EXERCISE OBJECTIVE
Rewrite the lines of the listing below from the line with "Phrase: blue sky" through the end of the listing, replacing "wooden deck" with "timber deck" and leaving everything else unchanged.

Listing excerpts on object pointing:

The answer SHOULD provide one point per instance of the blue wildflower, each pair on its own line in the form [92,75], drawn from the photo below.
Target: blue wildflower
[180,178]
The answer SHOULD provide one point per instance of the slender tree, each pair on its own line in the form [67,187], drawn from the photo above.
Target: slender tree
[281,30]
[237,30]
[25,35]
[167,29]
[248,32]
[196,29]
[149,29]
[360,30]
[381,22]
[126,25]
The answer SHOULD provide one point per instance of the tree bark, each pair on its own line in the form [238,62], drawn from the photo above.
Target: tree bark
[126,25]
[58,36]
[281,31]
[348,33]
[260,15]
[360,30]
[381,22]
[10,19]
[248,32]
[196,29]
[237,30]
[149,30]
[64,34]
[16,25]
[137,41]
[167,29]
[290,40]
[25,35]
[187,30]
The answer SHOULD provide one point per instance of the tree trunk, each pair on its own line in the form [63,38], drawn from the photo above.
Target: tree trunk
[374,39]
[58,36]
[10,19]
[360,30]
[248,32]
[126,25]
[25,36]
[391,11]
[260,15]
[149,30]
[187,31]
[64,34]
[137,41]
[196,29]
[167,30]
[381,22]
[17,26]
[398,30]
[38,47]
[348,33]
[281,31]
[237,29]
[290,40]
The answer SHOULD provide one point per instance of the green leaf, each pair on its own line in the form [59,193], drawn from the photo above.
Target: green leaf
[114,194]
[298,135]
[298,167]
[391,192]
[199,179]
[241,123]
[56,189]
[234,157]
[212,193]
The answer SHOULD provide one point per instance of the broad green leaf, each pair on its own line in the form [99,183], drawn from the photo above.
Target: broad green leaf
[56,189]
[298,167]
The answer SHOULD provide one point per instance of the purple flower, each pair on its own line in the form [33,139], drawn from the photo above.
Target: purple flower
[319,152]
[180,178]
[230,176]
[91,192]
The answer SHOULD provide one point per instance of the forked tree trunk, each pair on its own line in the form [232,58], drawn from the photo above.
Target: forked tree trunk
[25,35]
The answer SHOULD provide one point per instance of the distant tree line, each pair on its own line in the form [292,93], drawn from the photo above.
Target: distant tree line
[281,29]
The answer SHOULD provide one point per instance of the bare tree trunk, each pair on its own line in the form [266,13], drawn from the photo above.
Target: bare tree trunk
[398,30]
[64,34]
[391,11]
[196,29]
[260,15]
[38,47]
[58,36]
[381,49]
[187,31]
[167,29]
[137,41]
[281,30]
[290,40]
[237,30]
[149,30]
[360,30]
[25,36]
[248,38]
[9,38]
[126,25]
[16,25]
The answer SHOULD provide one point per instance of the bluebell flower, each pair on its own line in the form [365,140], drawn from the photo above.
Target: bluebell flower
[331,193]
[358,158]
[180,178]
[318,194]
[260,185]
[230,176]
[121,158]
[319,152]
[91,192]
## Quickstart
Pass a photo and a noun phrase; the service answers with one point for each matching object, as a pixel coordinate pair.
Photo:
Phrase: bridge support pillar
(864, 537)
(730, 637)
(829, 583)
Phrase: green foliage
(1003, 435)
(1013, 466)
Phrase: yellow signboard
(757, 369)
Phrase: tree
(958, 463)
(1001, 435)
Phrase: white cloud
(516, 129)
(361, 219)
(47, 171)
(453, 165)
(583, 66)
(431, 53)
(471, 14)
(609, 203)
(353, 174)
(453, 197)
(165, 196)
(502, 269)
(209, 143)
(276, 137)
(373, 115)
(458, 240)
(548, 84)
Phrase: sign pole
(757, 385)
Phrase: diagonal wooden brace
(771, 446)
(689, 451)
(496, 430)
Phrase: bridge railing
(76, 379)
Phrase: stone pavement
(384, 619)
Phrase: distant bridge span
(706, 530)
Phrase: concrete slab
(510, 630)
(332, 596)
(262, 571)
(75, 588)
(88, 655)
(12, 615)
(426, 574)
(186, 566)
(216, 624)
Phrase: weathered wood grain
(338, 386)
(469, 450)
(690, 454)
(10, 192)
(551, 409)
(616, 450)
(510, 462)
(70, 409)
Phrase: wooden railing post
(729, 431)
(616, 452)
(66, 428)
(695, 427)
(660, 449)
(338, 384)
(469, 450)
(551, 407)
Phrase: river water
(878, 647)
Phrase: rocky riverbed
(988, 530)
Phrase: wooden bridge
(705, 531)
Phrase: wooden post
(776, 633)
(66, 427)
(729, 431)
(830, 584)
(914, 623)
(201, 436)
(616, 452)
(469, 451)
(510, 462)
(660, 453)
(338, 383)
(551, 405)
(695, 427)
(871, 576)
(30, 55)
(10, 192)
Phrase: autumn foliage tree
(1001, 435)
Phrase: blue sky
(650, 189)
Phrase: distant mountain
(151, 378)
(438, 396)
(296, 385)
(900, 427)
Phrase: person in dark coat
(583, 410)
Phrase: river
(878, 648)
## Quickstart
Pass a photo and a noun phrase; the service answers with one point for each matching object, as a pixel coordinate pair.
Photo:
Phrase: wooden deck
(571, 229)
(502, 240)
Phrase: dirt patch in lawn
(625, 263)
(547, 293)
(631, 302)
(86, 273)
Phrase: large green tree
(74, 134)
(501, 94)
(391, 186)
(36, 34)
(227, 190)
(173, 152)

ANSWER IN FULL
Phrase: blue sky
(650, 189)
Phrase: distant mountain
(151, 378)
(438, 396)
(296, 385)
(900, 427)
Phrase: person in dark coat
(583, 410)
Phrase: river
(878, 648)
## Quickstart
Pass a photo and a noun phrase; the service answers with one point for each matching object, as a pixel coordinate pair.
Photo:
Phrase: timber deck
(571, 229)
(502, 240)
Phrase: dirt patch in lawn
(625, 263)
(547, 293)
(631, 302)
(86, 273)
Phrase: large green tree
(74, 134)
(501, 94)
(391, 186)
(36, 34)
(227, 190)
(173, 152)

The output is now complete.